Your objective: Update the records below by changing every "Target" to "Label" and leaving the rest untouched.

Items from a data source:

** BEGIN **

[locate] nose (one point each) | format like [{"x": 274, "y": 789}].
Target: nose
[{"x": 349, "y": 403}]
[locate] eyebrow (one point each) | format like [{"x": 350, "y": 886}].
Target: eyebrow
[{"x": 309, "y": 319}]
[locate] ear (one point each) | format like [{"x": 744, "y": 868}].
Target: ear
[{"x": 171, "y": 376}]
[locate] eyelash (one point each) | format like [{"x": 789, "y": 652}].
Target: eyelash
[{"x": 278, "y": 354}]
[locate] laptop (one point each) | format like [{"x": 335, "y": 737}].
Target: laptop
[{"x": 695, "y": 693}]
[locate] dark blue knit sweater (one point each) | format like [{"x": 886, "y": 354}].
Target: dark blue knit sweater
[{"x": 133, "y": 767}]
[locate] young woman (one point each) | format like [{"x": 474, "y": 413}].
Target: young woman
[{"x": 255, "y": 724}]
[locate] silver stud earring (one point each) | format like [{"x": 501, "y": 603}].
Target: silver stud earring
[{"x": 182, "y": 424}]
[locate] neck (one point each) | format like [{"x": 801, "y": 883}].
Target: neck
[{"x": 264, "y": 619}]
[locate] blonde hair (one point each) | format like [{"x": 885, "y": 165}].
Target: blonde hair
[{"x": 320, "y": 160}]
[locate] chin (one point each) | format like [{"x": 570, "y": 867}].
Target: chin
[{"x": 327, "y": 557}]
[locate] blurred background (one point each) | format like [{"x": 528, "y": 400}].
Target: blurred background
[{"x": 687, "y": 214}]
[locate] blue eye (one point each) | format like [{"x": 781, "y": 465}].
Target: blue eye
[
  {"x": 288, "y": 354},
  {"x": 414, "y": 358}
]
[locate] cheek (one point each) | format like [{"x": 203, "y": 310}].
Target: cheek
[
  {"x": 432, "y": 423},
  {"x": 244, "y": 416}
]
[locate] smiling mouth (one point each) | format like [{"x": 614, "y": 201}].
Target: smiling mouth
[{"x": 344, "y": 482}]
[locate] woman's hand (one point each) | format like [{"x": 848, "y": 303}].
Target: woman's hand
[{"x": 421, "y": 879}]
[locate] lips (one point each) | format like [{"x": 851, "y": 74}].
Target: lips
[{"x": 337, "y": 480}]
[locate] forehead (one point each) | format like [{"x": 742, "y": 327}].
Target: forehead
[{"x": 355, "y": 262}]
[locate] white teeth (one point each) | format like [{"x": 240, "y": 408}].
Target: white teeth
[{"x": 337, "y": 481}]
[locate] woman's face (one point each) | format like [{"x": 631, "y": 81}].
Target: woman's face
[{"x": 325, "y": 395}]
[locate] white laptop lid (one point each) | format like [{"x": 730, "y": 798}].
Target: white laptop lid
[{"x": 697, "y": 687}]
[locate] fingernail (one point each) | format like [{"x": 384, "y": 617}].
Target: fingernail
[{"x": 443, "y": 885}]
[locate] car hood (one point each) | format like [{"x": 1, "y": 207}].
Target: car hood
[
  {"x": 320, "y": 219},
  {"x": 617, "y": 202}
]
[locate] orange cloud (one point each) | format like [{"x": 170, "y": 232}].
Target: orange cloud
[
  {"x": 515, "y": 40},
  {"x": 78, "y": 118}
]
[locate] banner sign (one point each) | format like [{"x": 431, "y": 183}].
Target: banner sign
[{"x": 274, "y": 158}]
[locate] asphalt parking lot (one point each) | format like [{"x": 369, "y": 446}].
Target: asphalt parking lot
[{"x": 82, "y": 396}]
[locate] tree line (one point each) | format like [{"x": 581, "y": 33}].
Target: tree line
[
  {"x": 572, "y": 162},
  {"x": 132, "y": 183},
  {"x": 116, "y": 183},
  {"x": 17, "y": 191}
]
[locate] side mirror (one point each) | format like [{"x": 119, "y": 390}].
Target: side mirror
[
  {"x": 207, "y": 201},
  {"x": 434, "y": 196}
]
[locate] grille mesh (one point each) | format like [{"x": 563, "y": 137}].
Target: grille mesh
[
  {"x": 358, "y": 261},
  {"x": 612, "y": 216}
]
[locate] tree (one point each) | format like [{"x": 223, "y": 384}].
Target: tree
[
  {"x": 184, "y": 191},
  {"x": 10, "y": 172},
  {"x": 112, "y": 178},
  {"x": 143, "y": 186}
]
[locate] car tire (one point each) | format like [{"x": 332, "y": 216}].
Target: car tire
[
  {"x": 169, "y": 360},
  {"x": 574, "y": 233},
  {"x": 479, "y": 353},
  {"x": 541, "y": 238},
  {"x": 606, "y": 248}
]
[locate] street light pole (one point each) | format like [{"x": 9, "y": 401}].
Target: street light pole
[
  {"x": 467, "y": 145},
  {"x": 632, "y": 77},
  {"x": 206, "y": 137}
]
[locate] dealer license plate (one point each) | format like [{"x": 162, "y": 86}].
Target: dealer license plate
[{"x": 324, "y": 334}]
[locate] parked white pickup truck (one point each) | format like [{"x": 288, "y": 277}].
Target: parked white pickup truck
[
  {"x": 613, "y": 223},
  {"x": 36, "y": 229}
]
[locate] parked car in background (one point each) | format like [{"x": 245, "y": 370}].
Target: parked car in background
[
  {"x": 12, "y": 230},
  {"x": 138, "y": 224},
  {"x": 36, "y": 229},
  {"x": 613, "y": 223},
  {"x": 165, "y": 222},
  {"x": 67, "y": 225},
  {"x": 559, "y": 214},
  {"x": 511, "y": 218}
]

** END **

Output below:
[locate] nose (one point each) | format like [{"x": 274, "y": 789}].
Label: nose
[{"x": 349, "y": 403}]
[locate] eyebrow (one point each) | format like [{"x": 350, "y": 886}].
Label: eyebrow
[{"x": 309, "y": 319}]
[locate] ear (one point each) | format like [{"x": 744, "y": 868}].
Label: ear
[{"x": 171, "y": 376}]
[locate] eyelash (one point each) | format like [{"x": 789, "y": 652}].
Label: eyelash
[{"x": 278, "y": 354}]
[locate] laptop (one point each) | format like [{"x": 335, "y": 737}].
Label: laptop
[{"x": 695, "y": 693}]
[locate] dark blue knit sweater (one point each) | format like [{"x": 886, "y": 354}].
Label: dark blue knit sweater
[{"x": 133, "y": 767}]
[locate] young woman (one point each) | format like [{"x": 474, "y": 413}].
Label: young woman
[{"x": 255, "y": 724}]
[locate] silver stud earring (one point each) | format like [{"x": 501, "y": 603}].
Label: silver stud earring
[{"x": 182, "y": 424}]
[locate] neck (one point each) | format like [{"x": 801, "y": 883}].
Label: neck
[{"x": 264, "y": 619}]
[locate] blonde hair (one point each) | format like [{"x": 885, "y": 165}].
Label: blonde hair
[{"x": 320, "y": 160}]
[locate] chin (one point each) | format like [{"x": 570, "y": 867}].
Label: chin
[{"x": 327, "y": 557}]
[locate] blurred background (one point each) | format like [{"x": 528, "y": 400}].
Label: blurred background
[{"x": 687, "y": 214}]
[locate] blue eye (one point each) | format like [{"x": 781, "y": 465}].
Label: blue eye
[
  {"x": 288, "y": 354},
  {"x": 414, "y": 358}
]
[locate] cheek (one point each) | format like [{"x": 203, "y": 310}].
Label: cheek
[
  {"x": 432, "y": 423},
  {"x": 244, "y": 416}
]
[locate] smiling mouth (one point each) | format like [{"x": 614, "y": 201}].
Label: smiling mouth
[{"x": 344, "y": 482}]
[locate] woman's hand (one point each) | format like [{"x": 848, "y": 303}].
Label: woman's hand
[{"x": 421, "y": 879}]
[locate] lips (one point each) | format like [{"x": 851, "y": 74}].
Label: lips
[{"x": 337, "y": 480}]
[locate] forehead (one point each) | format like [{"x": 742, "y": 327}].
Label: forehead
[{"x": 355, "y": 262}]
[locate] white teeth (one point each) | format like [{"x": 240, "y": 408}].
Label: white teeth
[{"x": 337, "y": 481}]
[locate] woman's face (one point each) | format like [{"x": 631, "y": 81}].
Label: woman's face
[{"x": 325, "y": 395}]
[locate] white laptop lid (one point each) | format like [{"x": 730, "y": 798}].
Label: white laptop lid
[{"x": 697, "y": 687}]
[locate] fingernail (one point each) | format like [{"x": 384, "y": 617}].
Label: fingernail
[{"x": 443, "y": 885}]
[locate] car hood (one point each) | format like [{"x": 1, "y": 207}].
Label: car hood
[
  {"x": 320, "y": 219},
  {"x": 617, "y": 202}
]
[locate] orange cloud (one point each) | format like [{"x": 170, "y": 232}].
Label: orange cloud
[
  {"x": 515, "y": 40},
  {"x": 78, "y": 118}
]
[locate] banner sign (one point each) | format like [{"x": 431, "y": 183}].
Label: banner sign
[{"x": 274, "y": 158}]
[locate] asphalt parking lot (one point each) | format like [{"x": 369, "y": 446}].
Label: asphalt parking lot
[{"x": 82, "y": 396}]
[locate] tree line (one point each) | format like [{"x": 581, "y": 33}].
Label: tree line
[
  {"x": 572, "y": 162},
  {"x": 132, "y": 183},
  {"x": 116, "y": 183},
  {"x": 17, "y": 191}
]
[locate] side mirror (one point each) | format like [{"x": 119, "y": 390}].
Label: side mirror
[
  {"x": 207, "y": 201},
  {"x": 434, "y": 196}
]
[locate] grille mesh (one point each) | format like [{"x": 563, "y": 137}].
Label: grille mesh
[
  {"x": 358, "y": 261},
  {"x": 612, "y": 216}
]
[locate] tree (one point each) | format like [{"x": 223, "y": 384}].
Label: tree
[
  {"x": 184, "y": 191},
  {"x": 10, "y": 172},
  {"x": 112, "y": 178},
  {"x": 143, "y": 186}
]
[locate] car tire (one point each) | format like [{"x": 332, "y": 216}].
Label: car tire
[
  {"x": 169, "y": 360},
  {"x": 574, "y": 233},
  {"x": 479, "y": 353},
  {"x": 541, "y": 238},
  {"x": 606, "y": 248}
]
[locate] street light pole (one point each) | format like [{"x": 9, "y": 401}].
Label: street light pole
[
  {"x": 467, "y": 145},
  {"x": 632, "y": 77},
  {"x": 206, "y": 137}
]
[locate] dealer license plate (one point each) | format like [{"x": 162, "y": 86}].
Label: dealer license plate
[{"x": 324, "y": 334}]
[locate] parked white pickup truck (one point each) | format like [{"x": 288, "y": 277}].
Label: parked white pickup truck
[
  {"x": 613, "y": 223},
  {"x": 36, "y": 229}
]
[locate] parked car in background (one point each) | format like [{"x": 245, "y": 370}].
Label: parked car in background
[
  {"x": 12, "y": 230},
  {"x": 138, "y": 224},
  {"x": 36, "y": 229},
  {"x": 613, "y": 223},
  {"x": 165, "y": 222},
  {"x": 67, "y": 225},
  {"x": 559, "y": 214},
  {"x": 511, "y": 218}
]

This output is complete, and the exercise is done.